→ Фрагмент документа
Просветление, недвижимость, безмятежность, энергия, вера, покой — всё это просто слова, они не то, что обозначают. Я бы не описал состояние, в котором нахожусь, как состояние умиротворённости, безмятежности или даже покоя. Оно не является ни одним из вышеперечисленных, однако все они присутствуют в нём. Но чем это точно является, сказать очень трудно, и эти вопросы неуместны; это не моя забота. Я сам у себя ничего не спрашиваю; я и правда не знаю.
Я просто смотрю на всё, как младенец. Какая великолепная штука! Ты теряешься в её движении, но если у меня спрашивают, что это такое — так как я видел её раньше и всё это существует в качестве воспоминания, — я рассказываю. Предположим, я дошёл отсюда до Гштаада… Я вижу дерево… оно находилось там много лет, но когда я смотрю на него, оно вызывает во мне определённое чувство, и это чувство превращается в какое-то движение. И если вы у меня спросите, что это — радость, красота или что-то ещё, — я бы не стал употреблять эти слова, так как оно не является ни одним из них.
Вы можете сказать: вы отождествляетесь с деревом, вы становитесь с ним единым. Все эти философские концепции, которые я слышал от самых учёных философов, мудрецов и святых и которые я сам использовал когда-то в своих лекциях, теперь для меня лишены смысла. Конечно, если мне надо распознать дерево, то это слово у меня есть; но если я не хочу узнать, что это, мне неинтересно распознавать «дерево» — или что-либо ещё. Я изучал ботанику на протяжении десяти лет — какая разница, является ли оно тем, этим или чем-либо ещё.
Юджи: Вот что я должен вам сказать. Я всю жизнь был вегетарианцем; не то чтобы все брахманы ими были (смеётся). И вот мы с друзьями были в ресторане и никто из нас не знал, что суп-то из свинины. Но когда они это узнали, все вегетарианцы отодвинули миску с супом. Однако к тому моменту я уже съел шесть или семь ложек супа и так как не знал, каков вкус свинины, то наслаждался этим блюдом так же, как и любым другим, хоть и ощущал некую пульсацию, сам не зная почему. И даже после того, как нам сказали, что в супе свинина, это не вызвало во мне никакой реакции. Свинина так свинина. Двадцать дней или месяц назад меня бы стошнило; вся моя психика взбунтовалась бы. И я бы обвинял всех присутствующих, говоря «смотрите, что вы со мной сделали, и не только со мной, а также с тремя сотнями поколений брахманов» (смеётся). Но теперь я могу пойти в ресторан и съесть всё, что мне ни принесут, без всякого сожаления, так как я не знаю вкуса; у меня также нет идеи того, что «я — вегетарианец» и что «я не должен есть мяса». Это очень просто.

→ Список заданий
• A. Перечислите слова, которые в первом предложении фрагмента беседы о просветлении названы «просто словами».
• B. Дословно продублируйте часть фрагмента беседы о просветлении, начиная со слов «Просветление, недвижимость, безмятежность, энергия, вера, покой» и до слов «правда не знаю.» включительно.
• C. Продолжите фрагмент беседы о просветлении, начав сразу после его последнего предложения.
Записи здесь никак не используются.

→ Данные

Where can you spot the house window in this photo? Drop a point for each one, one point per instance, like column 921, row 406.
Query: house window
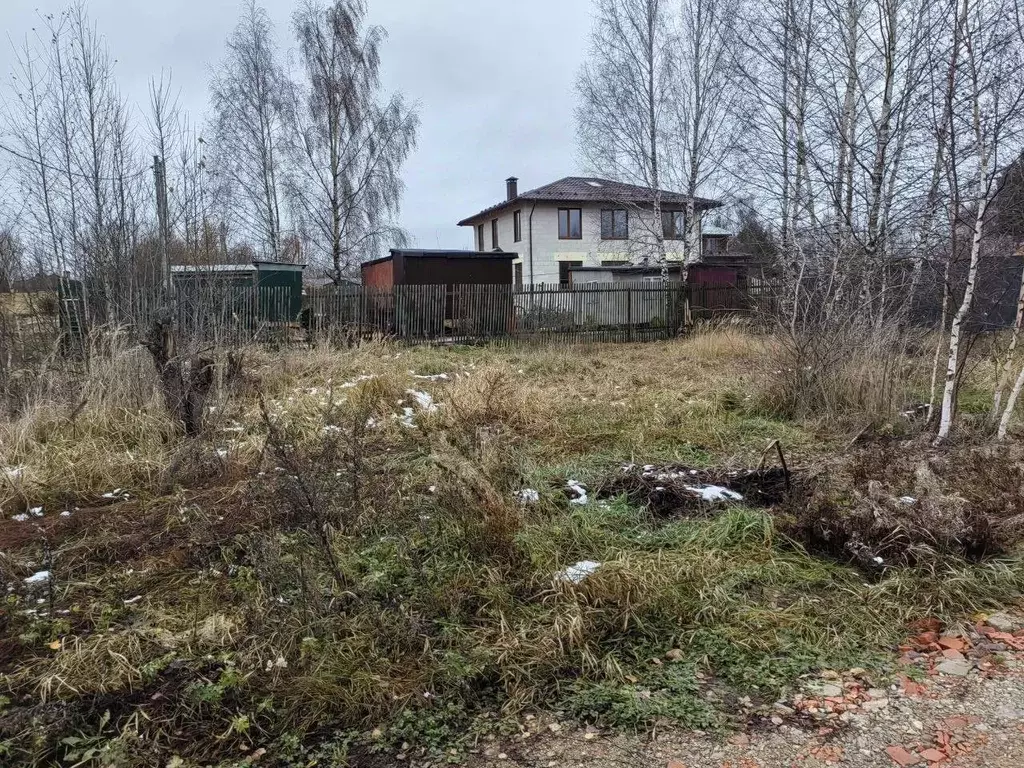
column 563, row 272
column 715, row 245
column 674, row 224
column 614, row 224
column 569, row 223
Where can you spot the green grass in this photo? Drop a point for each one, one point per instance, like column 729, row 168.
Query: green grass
column 396, row 592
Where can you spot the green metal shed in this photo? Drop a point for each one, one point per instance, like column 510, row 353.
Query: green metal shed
column 272, row 290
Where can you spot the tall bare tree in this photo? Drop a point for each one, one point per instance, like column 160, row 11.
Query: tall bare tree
column 626, row 107
column 702, row 102
column 248, row 93
column 349, row 140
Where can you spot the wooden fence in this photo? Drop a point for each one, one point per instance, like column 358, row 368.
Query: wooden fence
column 615, row 311
column 224, row 313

→ Ответы по заданиям
• A. Просветление, недвижимость, безмятежность, энергия, вера, покой.

• B.
Просветление, недвижимость, безмятежность, энергия, вера, покой — всё это просто слова, они не то, что обозначают. Я бы не описал состояние, в котором нахожусь, как состояние умиротворённости, безмятежности или даже покоя. Оно не является ни одним из вышеперечисленных, однако все они присутствуют в нём. Но чем это точно является, сказать очень трудно, и эти вопросы неуместны; это не моя забота. Я сам у себя ничего не спрашиваю; я и правда не знаю.

• C.
Недалеко отсюда птицеферма. И я вижу цыплят и то, как они танцуют и как они великолепны. Как кто-то может убивать их, чтобы съесть? Не то чтобы меня волновал вопрос «убивать или нет». Ты видишь красоту всех этих существ, которые движутся перед тобой. И эти живые существа вызывают здесь определённое движение… вот и всё. Я не собираюсь говорить, что они не должны убивать этих птиц. Это их проблема. Но если вы положите мне на тарелку курицу и попросите меня её съесть, то, возможно, я и съем, если не буду этого знать. Однако нет смысла пытаться доказывать себе или другим, что я могу есть курицу без всякой реакции; в этом нет смысла. Но я не могу разрушить ничто живое, ибо это для меня невозможно. Посмотрите на цветок. Как можно его сорвать? Я не могу этого сделать, но вы можете, чтобы украсить вашу комнату. Я так не смогу. Для меня это просто цветок, но во мне нет осуждения того человека, который сотворил бы с цветком столь ужасное, так как нет идеи, что нельзя рвать цветы или что нужно украшать ими комнату. Все эти идеи и мысли во мне не существуют.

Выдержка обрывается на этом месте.